#### Brief:
Go through the material under this sentence. Return every line holding "tower".

○ ○ ○ ○ ○ ○ ○

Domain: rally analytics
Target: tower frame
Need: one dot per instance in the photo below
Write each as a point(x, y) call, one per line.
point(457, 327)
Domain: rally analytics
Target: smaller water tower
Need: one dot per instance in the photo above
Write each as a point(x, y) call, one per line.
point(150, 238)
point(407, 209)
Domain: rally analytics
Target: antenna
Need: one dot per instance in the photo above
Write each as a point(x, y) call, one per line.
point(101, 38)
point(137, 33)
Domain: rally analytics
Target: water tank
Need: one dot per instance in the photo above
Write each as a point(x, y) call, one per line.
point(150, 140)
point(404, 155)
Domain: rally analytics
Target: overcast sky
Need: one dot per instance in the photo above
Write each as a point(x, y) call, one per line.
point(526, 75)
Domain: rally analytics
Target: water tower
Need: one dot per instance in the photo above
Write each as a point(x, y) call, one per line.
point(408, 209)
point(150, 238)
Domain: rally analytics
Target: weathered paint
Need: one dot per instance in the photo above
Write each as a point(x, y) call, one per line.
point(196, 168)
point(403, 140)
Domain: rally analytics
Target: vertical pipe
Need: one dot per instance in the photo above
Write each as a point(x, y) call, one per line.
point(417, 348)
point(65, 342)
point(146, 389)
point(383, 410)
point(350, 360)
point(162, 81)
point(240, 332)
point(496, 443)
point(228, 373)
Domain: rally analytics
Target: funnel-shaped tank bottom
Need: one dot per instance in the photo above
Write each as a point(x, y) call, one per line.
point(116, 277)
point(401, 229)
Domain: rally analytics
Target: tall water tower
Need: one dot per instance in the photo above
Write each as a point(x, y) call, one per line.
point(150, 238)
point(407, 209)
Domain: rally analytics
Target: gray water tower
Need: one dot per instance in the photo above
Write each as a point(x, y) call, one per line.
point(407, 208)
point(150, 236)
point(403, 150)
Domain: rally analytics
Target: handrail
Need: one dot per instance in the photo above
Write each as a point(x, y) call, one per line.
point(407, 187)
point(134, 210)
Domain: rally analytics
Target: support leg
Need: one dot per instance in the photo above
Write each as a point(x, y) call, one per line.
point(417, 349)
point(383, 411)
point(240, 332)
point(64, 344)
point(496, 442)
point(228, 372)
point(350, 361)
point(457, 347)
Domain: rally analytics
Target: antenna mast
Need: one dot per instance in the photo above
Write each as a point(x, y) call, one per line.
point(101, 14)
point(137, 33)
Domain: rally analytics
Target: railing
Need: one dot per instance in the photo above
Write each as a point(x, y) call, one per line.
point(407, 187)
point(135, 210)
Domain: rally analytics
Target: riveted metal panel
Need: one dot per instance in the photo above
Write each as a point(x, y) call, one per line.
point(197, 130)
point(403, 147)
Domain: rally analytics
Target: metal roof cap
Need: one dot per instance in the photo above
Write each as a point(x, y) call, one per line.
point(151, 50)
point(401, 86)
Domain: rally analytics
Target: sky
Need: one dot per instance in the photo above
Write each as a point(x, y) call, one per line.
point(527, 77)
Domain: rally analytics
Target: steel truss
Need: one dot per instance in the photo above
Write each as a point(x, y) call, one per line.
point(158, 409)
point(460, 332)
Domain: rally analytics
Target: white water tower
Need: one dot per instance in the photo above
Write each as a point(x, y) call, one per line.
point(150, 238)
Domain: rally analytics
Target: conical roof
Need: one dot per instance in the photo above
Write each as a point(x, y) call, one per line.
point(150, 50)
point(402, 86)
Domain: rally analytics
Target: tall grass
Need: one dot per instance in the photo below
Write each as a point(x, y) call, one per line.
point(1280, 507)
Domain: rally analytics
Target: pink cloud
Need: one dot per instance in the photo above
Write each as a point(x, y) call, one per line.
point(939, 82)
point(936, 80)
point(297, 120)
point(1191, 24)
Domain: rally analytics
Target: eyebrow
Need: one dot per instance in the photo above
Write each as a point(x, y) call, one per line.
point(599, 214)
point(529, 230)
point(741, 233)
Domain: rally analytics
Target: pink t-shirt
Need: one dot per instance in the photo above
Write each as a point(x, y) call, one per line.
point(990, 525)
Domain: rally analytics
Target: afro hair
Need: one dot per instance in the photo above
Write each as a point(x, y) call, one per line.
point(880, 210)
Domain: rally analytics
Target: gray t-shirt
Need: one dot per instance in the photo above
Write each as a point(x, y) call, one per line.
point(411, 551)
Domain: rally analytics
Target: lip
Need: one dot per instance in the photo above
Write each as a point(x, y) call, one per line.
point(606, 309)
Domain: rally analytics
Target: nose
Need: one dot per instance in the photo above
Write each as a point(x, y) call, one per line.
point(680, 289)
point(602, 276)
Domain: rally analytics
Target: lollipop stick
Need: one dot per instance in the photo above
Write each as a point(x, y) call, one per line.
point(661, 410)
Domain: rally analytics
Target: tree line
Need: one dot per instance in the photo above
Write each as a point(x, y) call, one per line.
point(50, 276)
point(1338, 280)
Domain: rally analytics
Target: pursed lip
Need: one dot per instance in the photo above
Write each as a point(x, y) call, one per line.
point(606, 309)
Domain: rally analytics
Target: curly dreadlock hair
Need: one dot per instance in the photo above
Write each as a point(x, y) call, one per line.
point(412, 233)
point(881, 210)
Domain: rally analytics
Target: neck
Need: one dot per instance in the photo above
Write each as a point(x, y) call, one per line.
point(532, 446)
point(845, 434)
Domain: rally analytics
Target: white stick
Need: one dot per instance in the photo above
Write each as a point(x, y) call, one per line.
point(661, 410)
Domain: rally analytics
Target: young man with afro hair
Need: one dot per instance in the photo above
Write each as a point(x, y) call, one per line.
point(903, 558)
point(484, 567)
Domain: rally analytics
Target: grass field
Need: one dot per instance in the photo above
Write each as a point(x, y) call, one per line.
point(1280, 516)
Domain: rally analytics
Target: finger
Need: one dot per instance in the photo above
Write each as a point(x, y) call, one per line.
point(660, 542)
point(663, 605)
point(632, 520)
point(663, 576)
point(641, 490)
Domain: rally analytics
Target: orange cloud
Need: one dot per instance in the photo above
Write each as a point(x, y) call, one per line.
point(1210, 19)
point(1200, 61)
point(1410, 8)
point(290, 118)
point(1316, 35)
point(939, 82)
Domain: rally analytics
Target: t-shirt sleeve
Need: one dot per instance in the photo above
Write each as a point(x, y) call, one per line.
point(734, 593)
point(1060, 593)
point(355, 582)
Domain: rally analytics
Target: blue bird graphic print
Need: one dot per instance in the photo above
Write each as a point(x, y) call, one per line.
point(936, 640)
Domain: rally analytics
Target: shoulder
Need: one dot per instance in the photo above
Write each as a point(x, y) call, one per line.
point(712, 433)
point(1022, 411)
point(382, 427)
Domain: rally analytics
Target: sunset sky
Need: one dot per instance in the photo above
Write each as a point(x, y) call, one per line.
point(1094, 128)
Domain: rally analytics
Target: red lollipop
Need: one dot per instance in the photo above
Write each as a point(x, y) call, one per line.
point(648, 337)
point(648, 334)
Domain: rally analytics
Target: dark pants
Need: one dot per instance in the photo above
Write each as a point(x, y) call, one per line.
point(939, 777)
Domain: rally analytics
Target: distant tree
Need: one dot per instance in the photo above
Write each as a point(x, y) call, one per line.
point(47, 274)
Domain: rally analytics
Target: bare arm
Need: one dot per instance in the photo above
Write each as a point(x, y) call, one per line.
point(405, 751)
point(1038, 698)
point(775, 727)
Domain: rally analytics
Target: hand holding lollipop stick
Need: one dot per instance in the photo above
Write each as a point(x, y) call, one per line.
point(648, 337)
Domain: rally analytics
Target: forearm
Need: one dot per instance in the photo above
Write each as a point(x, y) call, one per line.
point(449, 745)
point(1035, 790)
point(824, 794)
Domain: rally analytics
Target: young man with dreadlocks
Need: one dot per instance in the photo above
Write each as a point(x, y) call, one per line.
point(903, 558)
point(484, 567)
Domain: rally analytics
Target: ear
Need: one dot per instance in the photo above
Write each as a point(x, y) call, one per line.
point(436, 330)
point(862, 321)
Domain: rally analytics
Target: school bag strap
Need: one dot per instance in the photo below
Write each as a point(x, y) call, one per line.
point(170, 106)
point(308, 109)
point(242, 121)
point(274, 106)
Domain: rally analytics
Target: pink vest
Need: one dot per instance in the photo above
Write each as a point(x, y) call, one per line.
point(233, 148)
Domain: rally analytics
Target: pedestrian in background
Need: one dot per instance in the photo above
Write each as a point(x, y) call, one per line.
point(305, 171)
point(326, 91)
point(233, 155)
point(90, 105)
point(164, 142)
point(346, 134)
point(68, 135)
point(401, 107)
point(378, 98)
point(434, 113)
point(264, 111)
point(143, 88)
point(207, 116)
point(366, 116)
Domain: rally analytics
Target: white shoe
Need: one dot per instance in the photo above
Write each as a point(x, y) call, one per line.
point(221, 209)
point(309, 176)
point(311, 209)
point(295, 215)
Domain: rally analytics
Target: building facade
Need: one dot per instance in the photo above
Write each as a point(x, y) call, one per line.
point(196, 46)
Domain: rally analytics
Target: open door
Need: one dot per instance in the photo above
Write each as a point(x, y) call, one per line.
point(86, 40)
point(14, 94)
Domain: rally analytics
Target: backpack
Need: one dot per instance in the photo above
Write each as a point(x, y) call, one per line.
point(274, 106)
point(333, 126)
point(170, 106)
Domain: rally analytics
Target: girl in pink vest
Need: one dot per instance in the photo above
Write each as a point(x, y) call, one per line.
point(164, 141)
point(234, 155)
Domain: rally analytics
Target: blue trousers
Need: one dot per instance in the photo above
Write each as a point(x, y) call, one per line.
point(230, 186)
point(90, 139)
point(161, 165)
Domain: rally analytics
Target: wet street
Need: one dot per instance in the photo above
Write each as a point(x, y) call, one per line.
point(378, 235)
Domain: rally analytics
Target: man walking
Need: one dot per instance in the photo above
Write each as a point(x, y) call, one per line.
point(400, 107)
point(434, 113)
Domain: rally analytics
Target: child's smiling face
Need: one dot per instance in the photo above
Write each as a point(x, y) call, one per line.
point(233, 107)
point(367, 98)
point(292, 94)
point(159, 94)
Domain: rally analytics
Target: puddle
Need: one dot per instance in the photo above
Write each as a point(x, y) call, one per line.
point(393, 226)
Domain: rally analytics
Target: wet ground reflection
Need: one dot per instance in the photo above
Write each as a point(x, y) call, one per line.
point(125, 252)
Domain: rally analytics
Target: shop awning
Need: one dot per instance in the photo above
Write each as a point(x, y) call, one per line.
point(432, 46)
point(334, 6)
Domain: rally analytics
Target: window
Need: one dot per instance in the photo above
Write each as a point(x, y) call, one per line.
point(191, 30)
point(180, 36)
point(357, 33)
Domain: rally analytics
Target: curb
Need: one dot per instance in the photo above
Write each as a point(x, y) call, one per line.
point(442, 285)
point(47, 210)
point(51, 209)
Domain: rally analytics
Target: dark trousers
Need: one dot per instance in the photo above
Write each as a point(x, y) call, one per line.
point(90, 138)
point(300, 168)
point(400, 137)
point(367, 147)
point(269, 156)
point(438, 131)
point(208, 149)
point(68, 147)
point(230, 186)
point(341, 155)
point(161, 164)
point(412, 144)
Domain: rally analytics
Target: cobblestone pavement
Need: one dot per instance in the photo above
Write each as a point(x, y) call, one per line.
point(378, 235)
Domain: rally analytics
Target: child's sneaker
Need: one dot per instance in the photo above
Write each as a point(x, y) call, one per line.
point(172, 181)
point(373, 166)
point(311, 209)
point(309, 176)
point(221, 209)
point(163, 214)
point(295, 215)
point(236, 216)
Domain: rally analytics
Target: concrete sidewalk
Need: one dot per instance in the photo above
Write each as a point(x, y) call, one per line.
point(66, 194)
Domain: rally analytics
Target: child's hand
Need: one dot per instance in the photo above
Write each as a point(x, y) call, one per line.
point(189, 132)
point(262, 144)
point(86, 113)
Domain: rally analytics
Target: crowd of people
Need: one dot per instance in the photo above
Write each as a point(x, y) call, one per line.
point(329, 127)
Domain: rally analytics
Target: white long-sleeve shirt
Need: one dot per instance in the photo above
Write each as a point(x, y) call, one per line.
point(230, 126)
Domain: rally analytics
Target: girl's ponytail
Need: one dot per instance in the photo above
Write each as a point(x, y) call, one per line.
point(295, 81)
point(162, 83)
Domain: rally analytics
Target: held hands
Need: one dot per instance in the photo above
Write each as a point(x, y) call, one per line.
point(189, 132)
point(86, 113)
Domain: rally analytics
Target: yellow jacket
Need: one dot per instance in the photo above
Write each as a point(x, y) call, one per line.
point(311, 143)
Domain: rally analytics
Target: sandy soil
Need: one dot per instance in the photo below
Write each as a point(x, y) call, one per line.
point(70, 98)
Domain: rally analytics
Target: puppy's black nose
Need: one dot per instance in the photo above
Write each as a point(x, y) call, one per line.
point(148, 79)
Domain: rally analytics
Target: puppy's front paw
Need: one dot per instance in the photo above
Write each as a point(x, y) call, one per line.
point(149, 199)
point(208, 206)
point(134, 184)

○ ○ ○ ○ ○ ○ ○

#### Task output:
Target: tower frame
Target: smaller water tower
Target: water tower
Target: tall water tower
Target: gray water tower
Target: white water tower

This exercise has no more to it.